— Description of the task —
What this exercise calls for is an exact copy of the data.

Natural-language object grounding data
_ _ _ _ _

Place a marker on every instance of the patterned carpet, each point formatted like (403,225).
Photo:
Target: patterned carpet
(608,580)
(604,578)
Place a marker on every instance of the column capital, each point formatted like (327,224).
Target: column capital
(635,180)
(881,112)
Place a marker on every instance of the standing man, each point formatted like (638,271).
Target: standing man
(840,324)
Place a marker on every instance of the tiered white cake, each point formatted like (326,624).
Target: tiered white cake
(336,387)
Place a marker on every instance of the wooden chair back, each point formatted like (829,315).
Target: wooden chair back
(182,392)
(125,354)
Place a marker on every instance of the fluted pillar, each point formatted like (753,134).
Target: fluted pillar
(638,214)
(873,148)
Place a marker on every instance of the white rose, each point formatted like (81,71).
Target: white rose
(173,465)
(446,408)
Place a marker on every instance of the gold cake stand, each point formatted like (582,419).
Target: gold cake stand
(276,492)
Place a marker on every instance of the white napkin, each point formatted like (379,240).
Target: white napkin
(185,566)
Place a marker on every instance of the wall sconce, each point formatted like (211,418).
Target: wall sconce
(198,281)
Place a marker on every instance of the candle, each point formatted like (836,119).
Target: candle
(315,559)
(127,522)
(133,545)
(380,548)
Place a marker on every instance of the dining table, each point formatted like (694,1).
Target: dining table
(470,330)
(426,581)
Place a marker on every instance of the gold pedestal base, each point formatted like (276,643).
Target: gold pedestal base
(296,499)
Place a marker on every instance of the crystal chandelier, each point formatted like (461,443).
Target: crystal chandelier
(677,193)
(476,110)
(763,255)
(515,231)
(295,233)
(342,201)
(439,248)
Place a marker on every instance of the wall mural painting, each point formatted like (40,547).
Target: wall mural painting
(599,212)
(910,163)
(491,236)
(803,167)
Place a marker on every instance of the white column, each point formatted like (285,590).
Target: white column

_ _ _ _ _

— Worked solution —
Place a marker on every instance of the patterned carpet, each point formatted like (403,225).
Photo:
Target: patterned carpet
(608,580)
(604,578)
Place a marker on every instance of the column capital, each point formatted like (327,224).
Target: column capital
(635,180)
(881,112)
Place a marker on every instance of the standing man, each point formatted like (638,271).
Target: standing man
(840,324)
Place a marker on every instance of the tiered white cake, each point formatted like (326,624).
Target: tiered white cake
(336,387)
Place a marker on every instance of the wooden chair back, each point formatted like (829,315).
Target: wooden chair back
(182,392)
(125,354)
Place a marker on every instance of the fluted pillar, each point formatted like (753,134).
Target: fluted pillar
(638,214)
(873,148)
Place a marker on every instance of the white rose, each point formatted like (81,71).
Target: white rose
(173,465)
(446,408)
Place a marker on every instance of the gold cake stand, each point formatted like (582,419).
Target: gold cake stand
(276,492)
Place a marker on every instance of the white napkin, each point formatted like (379,240).
Target: white napkin
(185,566)
Place a marker on every instance of the wall sconce, each point formatted like (211,418).
Target: wall sconce
(198,281)
Place a marker on every instance of the candle, each point formatted like (836,119).
Target: candle
(315,559)
(127,522)
(133,545)
(380,548)
Place a marker on every instance of the dining table, each point formatted like (694,1).
Target: dining table
(470,330)
(426,581)
Place a marker on every instance of the gold pedestal base, each point formatted like (276,643).
Target: gold pedestal base
(296,499)
Place a marker on every instance of the crystal chandelier, each point formatted like (461,443).
Target: crystal chandelier
(677,193)
(476,110)
(763,255)
(515,231)
(295,233)
(342,201)
(439,248)
Place a marker on every instance of the wall mural painting, each point formatted like (40,547).
Target: wall mural painting
(599,212)
(910,163)
(491,236)
(803,167)
Place a marker on every instance of the white column, each point formatted like (285,590).
Target: white column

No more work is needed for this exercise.